- _WHAT TO WORK ON_
Copy exactly, and only, the lines between the start of the entries below and the line containing "MULTIPOLYGON (((566 550, 738", both inclusive. Omit pictures.

::::::::::

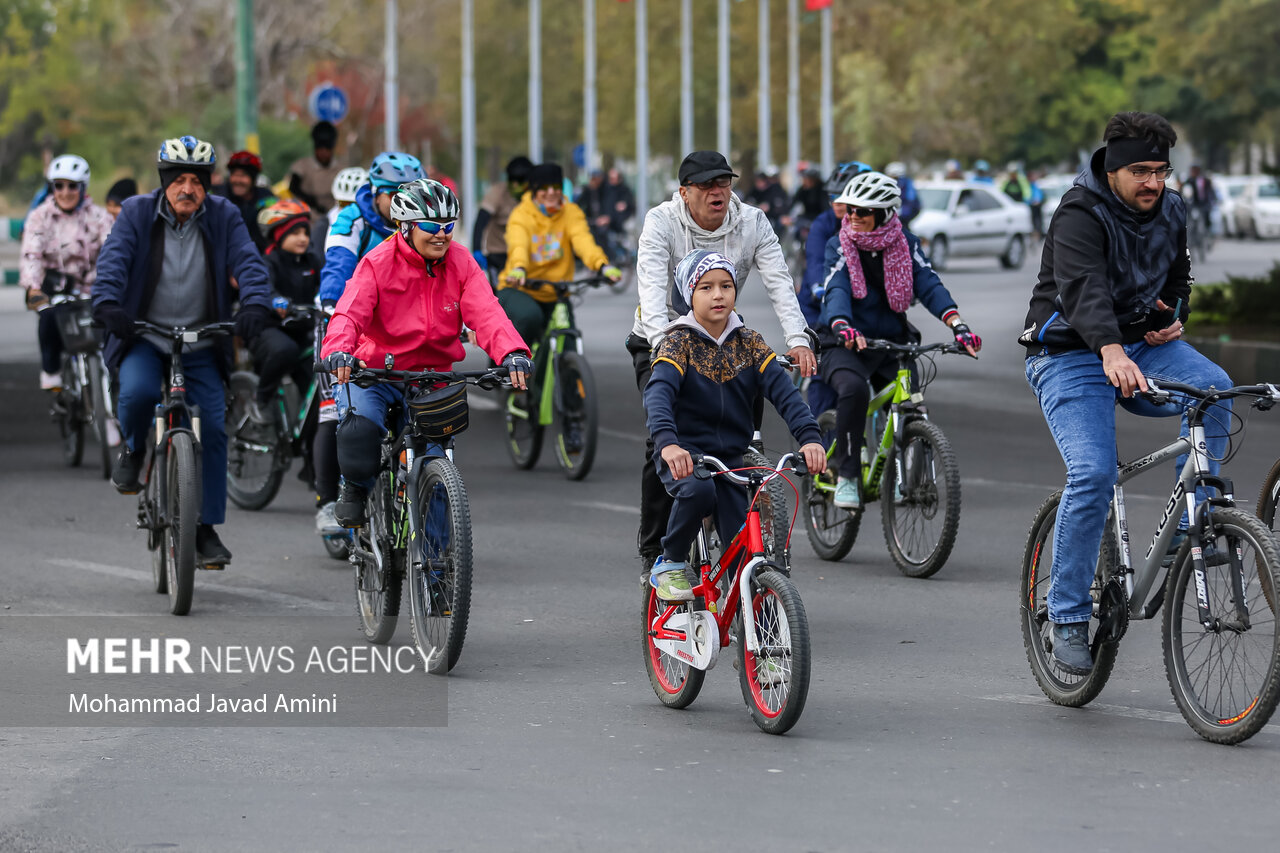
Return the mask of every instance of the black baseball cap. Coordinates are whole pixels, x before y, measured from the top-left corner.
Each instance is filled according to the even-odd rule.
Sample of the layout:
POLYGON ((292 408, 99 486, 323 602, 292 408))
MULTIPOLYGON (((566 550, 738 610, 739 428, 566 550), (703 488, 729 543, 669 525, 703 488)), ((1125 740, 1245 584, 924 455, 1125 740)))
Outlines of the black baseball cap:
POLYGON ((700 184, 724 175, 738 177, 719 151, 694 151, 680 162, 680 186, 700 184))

::::::::::

- _EXERCISE RESPONSE_
Return the mask of every instance of the black baseball cap. Coordinates are whole pixels, x before y, measured from the top-left corner.
Each instance is filled according to the even-odd rule.
Sample of the layout:
POLYGON ((292 408, 99 486, 323 602, 292 408))
MULTIPOLYGON (((566 550, 738 610, 739 428, 566 550), (703 488, 729 543, 669 525, 703 488)), ((1125 740, 1245 584, 924 455, 1125 740)))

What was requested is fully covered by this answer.